• **INFORMATION SHOWN**

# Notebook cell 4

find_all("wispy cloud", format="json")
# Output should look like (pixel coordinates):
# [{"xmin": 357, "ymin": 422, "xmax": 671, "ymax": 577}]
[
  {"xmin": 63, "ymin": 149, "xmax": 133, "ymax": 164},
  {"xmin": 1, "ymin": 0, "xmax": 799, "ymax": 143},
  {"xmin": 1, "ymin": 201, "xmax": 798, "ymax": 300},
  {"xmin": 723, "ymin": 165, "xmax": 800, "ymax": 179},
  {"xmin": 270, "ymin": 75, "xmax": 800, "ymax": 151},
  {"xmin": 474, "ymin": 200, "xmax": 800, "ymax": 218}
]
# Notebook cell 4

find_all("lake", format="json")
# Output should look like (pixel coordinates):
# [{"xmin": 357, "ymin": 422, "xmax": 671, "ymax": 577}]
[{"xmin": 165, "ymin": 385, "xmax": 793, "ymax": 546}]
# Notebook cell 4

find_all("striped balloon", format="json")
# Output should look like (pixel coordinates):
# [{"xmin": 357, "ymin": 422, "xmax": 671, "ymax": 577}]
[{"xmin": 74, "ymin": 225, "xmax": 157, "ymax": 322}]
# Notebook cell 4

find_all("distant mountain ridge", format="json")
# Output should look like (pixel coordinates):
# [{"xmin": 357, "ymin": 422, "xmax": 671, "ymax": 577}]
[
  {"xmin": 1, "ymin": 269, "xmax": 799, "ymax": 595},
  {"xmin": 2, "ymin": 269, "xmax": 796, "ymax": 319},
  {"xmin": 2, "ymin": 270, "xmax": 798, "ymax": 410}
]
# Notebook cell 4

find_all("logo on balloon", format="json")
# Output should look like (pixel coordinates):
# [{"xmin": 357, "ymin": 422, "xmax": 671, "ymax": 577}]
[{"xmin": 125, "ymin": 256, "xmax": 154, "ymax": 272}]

• **PROBLEM TO SOLVE**
Set down each entry from above once more, exactly as written.

• **TASK RESULT**
# Notebook cell 4

find_all("wispy cloud", format="json")
# Output should look like (pixel coordinates):
# [{"xmin": 357, "ymin": 422, "xmax": 671, "ymax": 577}]
[
  {"xmin": 63, "ymin": 149, "xmax": 133, "ymax": 164},
  {"xmin": 1, "ymin": 0, "xmax": 799, "ymax": 143},
  {"xmin": 1, "ymin": 201, "xmax": 798, "ymax": 300},
  {"xmin": 723, "ymin": 165, "xmax": 800, "ymax": 179},
  {"xmin": 270, "ymin": 75, "xmax": 800, "ymax": 151},
  {"xmin": 474, "ymin": 200, "xmax": 800, "ymax": 218}
]
# Notebook cell 4

find_all("lake", format="json")
# Output should look like (pixel coordinates):
# [{"xmin": 357, "ymin": 422, "xmax": 671, "ymax": 577}]
[{"xmin": 165, "ymin": 385, "xmax": 793, "ymax": 546}]
# Notebook cell 4

find_all("striped balloon", format="json")
# Output should look like (pixel coordinates):
# [{"xmin": 357, "ymin": 422, "xmax": 671, "ymax": 577}]
[{"xmin": 74, "ymin": 225, "xmax": 157, "ymax": 322}]
# Notebook cell 4

find_all("distant mountain ridge", format="json")
# Output should look like (pixel coordinates):
# [{"xmin": 357, "ymin": 422, "xmax": 671, "ymax": 577}]
[
  {"xmin": 1, "ymin": 269, "xmax": 799, "ymax": 595},
  {"xmin": 2, "ymin": 269, "xmax": 796, "ymax": 319},
  {"xmin": 2, "ymin": 270, "xmax": 798, "ymax": 410}
]
# Notebook cell 4

find_all("logo on balloon", format="json")
# Output should look like (pixel coordinates):
# [{"xmin": 357, "ymin": 422, "xmax": 671, "ymax": 577}]
[{"xmin": 125, "ymin": 256, "xmax": 154, "ymax": 272}]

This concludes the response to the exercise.